### ABOUT THIS TASK
Every line of the material must be written out again unchanged.

### SUPPLIED DATA
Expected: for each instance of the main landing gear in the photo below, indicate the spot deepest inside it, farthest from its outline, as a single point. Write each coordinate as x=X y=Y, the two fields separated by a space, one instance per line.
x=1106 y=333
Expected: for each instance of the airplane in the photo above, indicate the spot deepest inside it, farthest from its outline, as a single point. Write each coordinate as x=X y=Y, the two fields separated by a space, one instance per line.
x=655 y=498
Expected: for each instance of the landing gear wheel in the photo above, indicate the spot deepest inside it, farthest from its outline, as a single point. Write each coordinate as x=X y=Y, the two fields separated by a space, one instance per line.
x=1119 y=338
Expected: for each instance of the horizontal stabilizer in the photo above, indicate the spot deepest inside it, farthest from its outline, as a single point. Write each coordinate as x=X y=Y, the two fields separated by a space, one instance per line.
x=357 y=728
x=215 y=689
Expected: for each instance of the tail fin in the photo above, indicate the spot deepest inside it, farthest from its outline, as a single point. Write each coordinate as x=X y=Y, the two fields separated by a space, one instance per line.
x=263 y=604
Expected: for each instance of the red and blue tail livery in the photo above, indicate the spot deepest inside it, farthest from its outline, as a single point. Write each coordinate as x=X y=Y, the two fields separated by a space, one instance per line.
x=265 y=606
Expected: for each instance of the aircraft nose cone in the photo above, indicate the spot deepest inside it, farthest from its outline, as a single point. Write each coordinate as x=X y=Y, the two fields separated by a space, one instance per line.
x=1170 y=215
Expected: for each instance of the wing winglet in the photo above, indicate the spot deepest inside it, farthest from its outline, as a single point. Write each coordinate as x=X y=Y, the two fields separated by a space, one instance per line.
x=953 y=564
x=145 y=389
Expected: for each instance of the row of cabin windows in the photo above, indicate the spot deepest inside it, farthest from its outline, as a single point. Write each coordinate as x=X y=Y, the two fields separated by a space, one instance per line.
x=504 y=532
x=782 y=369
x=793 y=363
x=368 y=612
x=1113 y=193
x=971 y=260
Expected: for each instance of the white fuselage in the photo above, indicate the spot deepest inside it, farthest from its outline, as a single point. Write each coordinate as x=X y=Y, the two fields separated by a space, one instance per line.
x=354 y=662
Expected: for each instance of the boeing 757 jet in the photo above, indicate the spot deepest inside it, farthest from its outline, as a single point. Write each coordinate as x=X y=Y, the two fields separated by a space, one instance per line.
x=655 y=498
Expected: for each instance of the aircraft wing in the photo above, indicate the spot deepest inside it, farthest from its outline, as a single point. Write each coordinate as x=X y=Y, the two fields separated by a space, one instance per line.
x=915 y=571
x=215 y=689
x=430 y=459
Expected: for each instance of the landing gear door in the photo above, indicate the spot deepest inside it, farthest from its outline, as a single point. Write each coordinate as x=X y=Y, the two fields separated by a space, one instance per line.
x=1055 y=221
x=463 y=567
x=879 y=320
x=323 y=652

### ANSWER FOR THIS EXERCISE
Expected: for each instance of the main landing gear in the photo below, indicate the spot deepest inside it, farthest from its outline, as a single point. Write each coordinate as x=X y=Y, the two fields separated by a space, one instance per line.
x=1106 y=333
Expected: for each instance of the airplane in the photo above, indicate the spot deepest inside it, farthest from its outline, as a single point. Write each coordinate as x=X y=Y, the two fields separated by a space, one instance per line.
x=655 y=498
Expected: for each instance of the landing gear wheel in the photo above, indicate the spot deepest inside it, farthest from its outline, as a single point. Write each coordinate as x=X y=Y, the two fields separated by a space, one instance per line.
x=1119 y=338
Expected: for each instance of the horizontal stabilizer in the photo above, indicate the spot deepest inside it, farthest from its outline, as a single point. Write each coordinate as x=X y=Y, the two fields separated by a space, one instance per line.
x=357 y=728
x=215 y=689
Expected: for each instance of the tail fin in the photo above, indicate the spot deepest inside it, farthest from its outline, as a single point. Write each coordinate as x=X y=Y, the two fields separated by a space, one instance per line.
x=263 y=604
Expected: for each instance of the red and blue tail livery in the photo above, indicate the spot deepest inside it, farthest from its outline, as a single point. Write each coordinate as x=X y=Y, the two fields separated by a space, one instance per line.
x=265 y=606
Expected: for each instance of the aircraft nose cone in the photo above, indicate the spot deepest inside it, farthest from its outline, as a single point. Write each coordinate as x=X y=Y, the two fields separated by a space, one instance per line.
x=1170 y=215
Expected: for each instance of the wing winglet in the photo above, indicate the spot deepest inside it, farthest from its outline, as a single point. Write each coordinate as x=X y=Y, the two fields separated by a space, one instance per line.
x=953 y=564
x=145 y=389
Expected: for each instance of the row of cabin windows in the photo above, indicate the spot deepest inside it, farthest from its outline, as a single point. Write each coordinate as x=X y=Y, the two fields separated by a space, one instance per line.
x=504 y=532
x=782 y=369
x=793 y=363
x=368 y=612
x=1113 y=193
x=971 y=260
Expected: for each instance of the white fuselage in the photo above, indicate the spot deepest inside it, farthest from its outline, as a single point. Write each coordinate as x=X y=Y, the two fields separated by a space, one instance per line.
x=354 y=662
Expected: for each instance of the boeing 757 jet in the photo above, indicate the spot deepest inside it, farthest from its outline, as a single point. Write each coordinate as x=X y=Y, the two fields separated by a space, one instance per line.
x=655 y=498
Expected: for each instance of the aircraft wing in the photo above, indicate the spot deepest inside it, farthest from its outline, as a single point. Write each coordinate as x=X y=Y, the two fields separated by a space, one instance per line.
x=915 y=571
x=215 y=689
x=430 y=459
Expected: for each instance of the landing gear door in the photo above, indicate the spot deepest inside it, farthest from its outline, as a single point. Write each coordinate as x=X y=Y, the two fields separated by a space, one instance per line.
x=1055 y=221
x=463 y=567
x=879 y=320
x=323 y=652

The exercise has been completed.